Apresente, sem qualquer alteração, o trecho da reportagem sobre a infância de Nani que abre com as palavras "Reportagem publicada em" e fecha com "foge à regra...".

Página

************

Reportagem publicada em 2007 - Revista Afro
Já parou para pensar como
certas pessoas são tão boas naquilo que fazem que os diferencia dos demais? Por
vezes, não se trata de génios, superdotados ou milagres, são pessoas que
movidos pela paixão, pelo sonho, ou simplesmente pela garra de vencer, são
dotados de talentos artísticos. O “puto” Nani não foge à regra...
Quem é que independente de ter sido menino ou menina na
infância, já não resgatou as suas memórias de um tempo que passou e não volta
mais... as peripécias inocentes, as fantasias rebuscadas de sonhos
inalcançavéis, conversas sem pé nem cabeça, mas que naquela altura, naquele
momento fazem todo o sentido!
A infância é agum inesquecível.... E naquela rua em especial,
no bairro de Santa Filomena, mais principalmente em Casal de São Brás, na
Amadora, entre o jogar às escondidas, à panhada ou ao rebenta à bolha, o
futebol sempre reuniu a maioria dos consensos, tendo um domínio completo.
Nada como a velha bola de borracha grossa, quatro pedras para
marcar a baliza, dividir a equipa, deixando sempre cada parte equilibrada e os
meninos do bairro de Santa Filomena estavam prontos para mais uma tarde a
driblar, a fintar e a marcar golos... Depois das aulas era vê-los a correr para
mais uma “partida” de emoções. Entre os aspirantes a craques, sobressaia um
magricelas, que apesar de ser leve como uma pena, jogava como se não houvesse
amanhã... os pés esses pareciam que tinham sido polvurizados com pauzinhos de
magia. Aos colegas restava apenas gritar compulsivamente cada vez que ele
resolvia fintar de um extremo ao outro. “Passa a bola pá”, ouvia-se, mas já
nessa altura era como se diz na gíria um “furão”.

************

Informação fornecida
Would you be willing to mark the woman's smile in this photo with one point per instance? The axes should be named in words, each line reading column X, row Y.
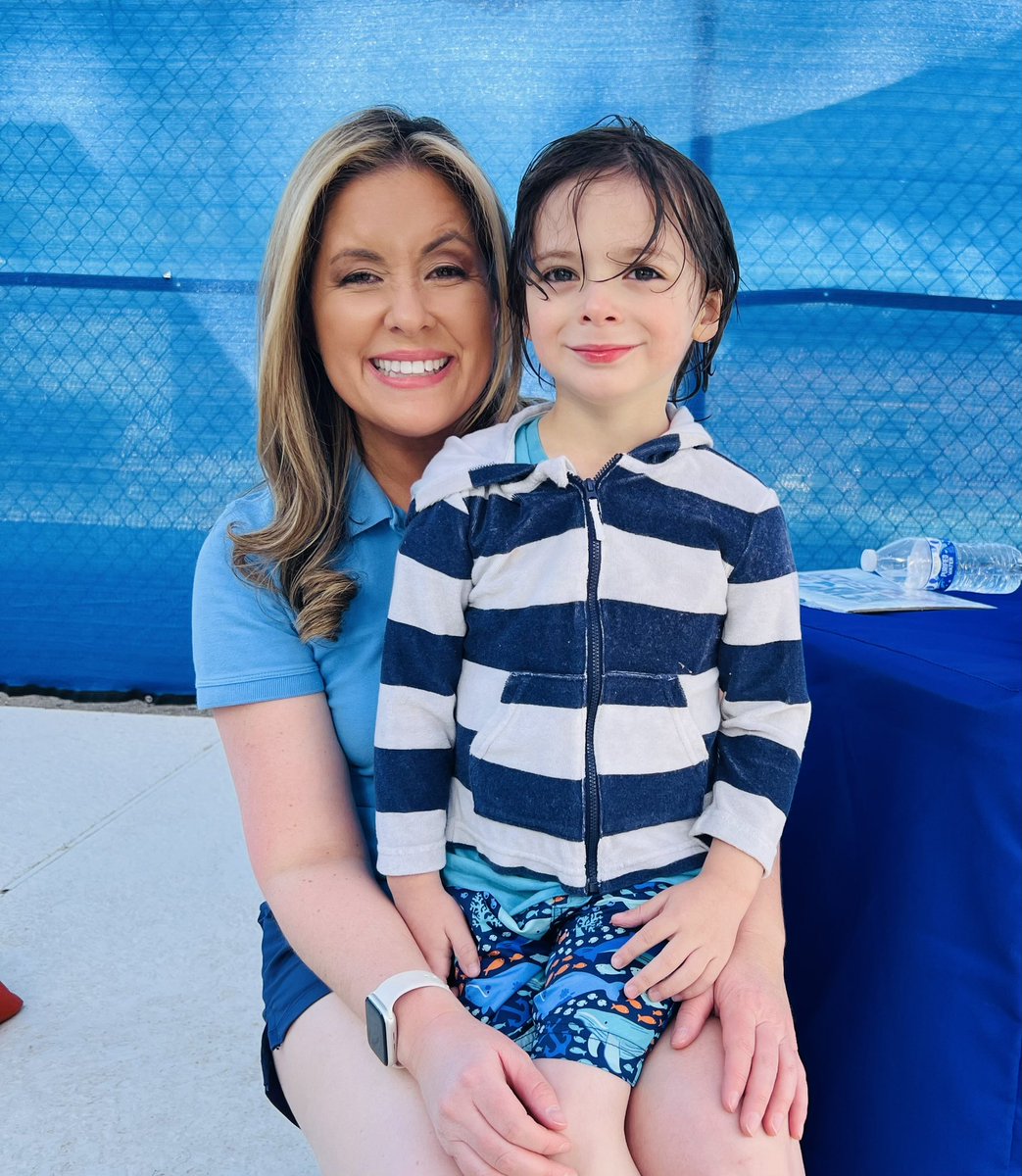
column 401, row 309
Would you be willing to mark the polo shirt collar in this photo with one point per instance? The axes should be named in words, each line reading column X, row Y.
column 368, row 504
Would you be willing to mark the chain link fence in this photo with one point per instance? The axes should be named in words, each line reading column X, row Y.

************

Resposta correta
Reportagem publicada em 2007 - Revista Afro
Já parou para pensar como
certas pessoas são tão boas naquilo que fazem que os diferencia dos demais? Por
vezes, não se trata de génios, superdotados ou milagres, são pessoas que
movidos pela paixão, pelo sonho, ou simplesmente pela garra de vencer, são
dotados de talentos artísticos. O “puto” Nani não foge à regra...